# Data shown start

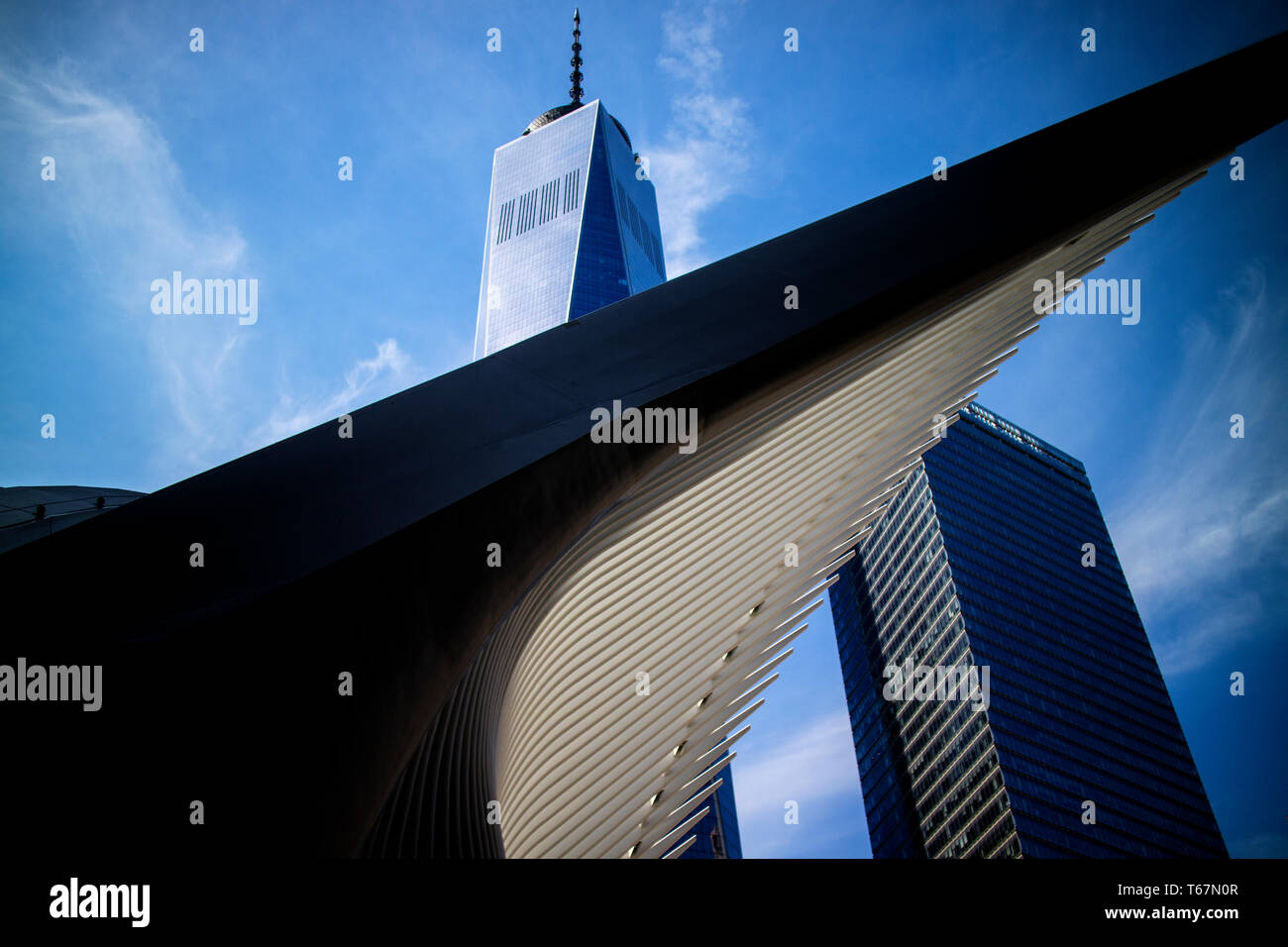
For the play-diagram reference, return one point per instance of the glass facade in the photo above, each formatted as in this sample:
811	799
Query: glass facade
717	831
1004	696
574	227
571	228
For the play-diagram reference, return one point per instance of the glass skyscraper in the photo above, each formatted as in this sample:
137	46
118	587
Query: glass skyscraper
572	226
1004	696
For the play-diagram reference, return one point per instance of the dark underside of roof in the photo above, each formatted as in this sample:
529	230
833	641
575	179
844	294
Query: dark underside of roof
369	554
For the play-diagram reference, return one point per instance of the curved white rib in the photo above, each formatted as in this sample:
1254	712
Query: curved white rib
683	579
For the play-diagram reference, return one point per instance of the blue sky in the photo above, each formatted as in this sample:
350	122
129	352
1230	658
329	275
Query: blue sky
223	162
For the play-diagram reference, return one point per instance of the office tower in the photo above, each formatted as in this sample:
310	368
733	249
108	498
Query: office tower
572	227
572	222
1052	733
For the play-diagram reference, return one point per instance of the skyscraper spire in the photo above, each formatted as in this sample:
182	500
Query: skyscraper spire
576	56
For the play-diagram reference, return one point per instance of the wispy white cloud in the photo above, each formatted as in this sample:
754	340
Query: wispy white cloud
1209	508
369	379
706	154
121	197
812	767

# Data shown end
# Data shown start

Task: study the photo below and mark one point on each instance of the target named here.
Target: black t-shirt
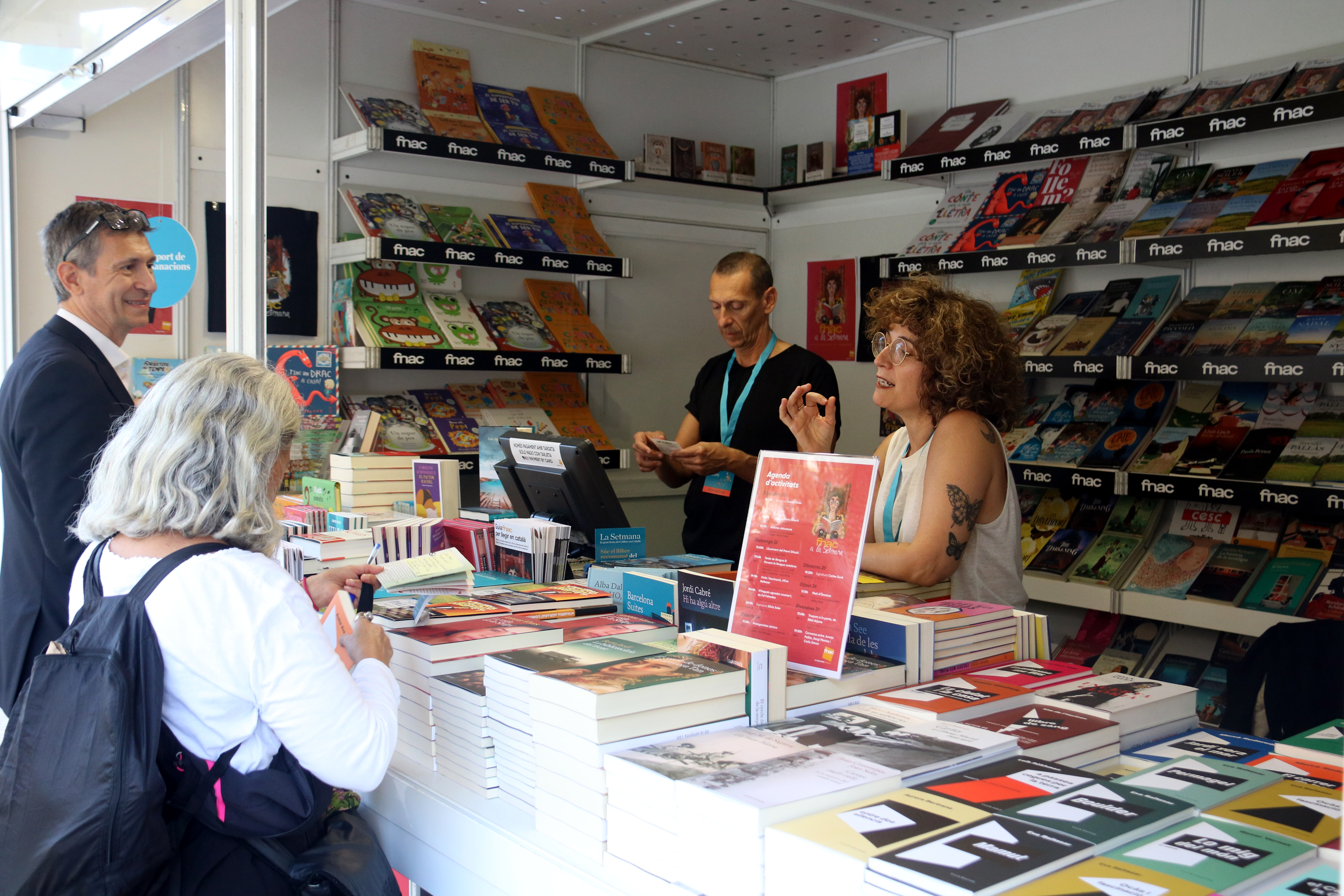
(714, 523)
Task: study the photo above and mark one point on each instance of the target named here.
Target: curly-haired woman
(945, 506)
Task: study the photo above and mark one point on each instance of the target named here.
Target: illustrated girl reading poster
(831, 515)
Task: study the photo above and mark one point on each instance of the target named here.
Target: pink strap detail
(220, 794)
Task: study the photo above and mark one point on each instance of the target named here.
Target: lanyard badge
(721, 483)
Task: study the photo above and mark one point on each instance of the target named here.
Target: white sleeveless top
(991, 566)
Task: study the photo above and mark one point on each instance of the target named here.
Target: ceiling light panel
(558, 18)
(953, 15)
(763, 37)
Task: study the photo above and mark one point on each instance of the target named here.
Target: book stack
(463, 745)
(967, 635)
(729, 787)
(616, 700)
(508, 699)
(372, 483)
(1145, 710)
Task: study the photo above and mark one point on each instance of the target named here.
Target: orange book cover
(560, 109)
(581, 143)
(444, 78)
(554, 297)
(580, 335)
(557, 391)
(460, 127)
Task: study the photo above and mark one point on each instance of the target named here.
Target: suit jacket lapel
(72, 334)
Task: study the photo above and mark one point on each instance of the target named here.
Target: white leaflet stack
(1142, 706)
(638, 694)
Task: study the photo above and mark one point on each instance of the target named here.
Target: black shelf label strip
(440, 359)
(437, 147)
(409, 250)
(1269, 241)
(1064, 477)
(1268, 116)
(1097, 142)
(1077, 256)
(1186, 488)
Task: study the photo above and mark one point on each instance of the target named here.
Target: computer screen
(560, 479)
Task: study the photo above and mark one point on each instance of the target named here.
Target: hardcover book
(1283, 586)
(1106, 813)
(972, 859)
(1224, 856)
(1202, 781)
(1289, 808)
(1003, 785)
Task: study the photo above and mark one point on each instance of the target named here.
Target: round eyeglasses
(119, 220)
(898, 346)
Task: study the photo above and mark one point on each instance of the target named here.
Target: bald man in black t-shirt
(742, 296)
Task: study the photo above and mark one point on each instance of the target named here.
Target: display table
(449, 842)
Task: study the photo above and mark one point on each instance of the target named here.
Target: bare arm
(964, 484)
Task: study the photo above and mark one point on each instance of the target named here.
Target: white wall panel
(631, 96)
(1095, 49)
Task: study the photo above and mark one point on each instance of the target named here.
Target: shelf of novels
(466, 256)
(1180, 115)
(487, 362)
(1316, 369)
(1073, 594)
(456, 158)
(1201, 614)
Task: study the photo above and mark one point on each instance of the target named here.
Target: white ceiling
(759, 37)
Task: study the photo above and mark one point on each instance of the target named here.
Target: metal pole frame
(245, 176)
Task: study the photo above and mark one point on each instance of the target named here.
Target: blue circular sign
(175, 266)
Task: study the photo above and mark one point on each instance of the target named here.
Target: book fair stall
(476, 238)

# Data shown end

## What to work on
Please locate each line in the records above that contains the word "office" and copy all of those lines.

## Task solution
For the play-diagram reference, return one point per instance of the office tower in the photo above, each formatted as in this sample:
Query: office tower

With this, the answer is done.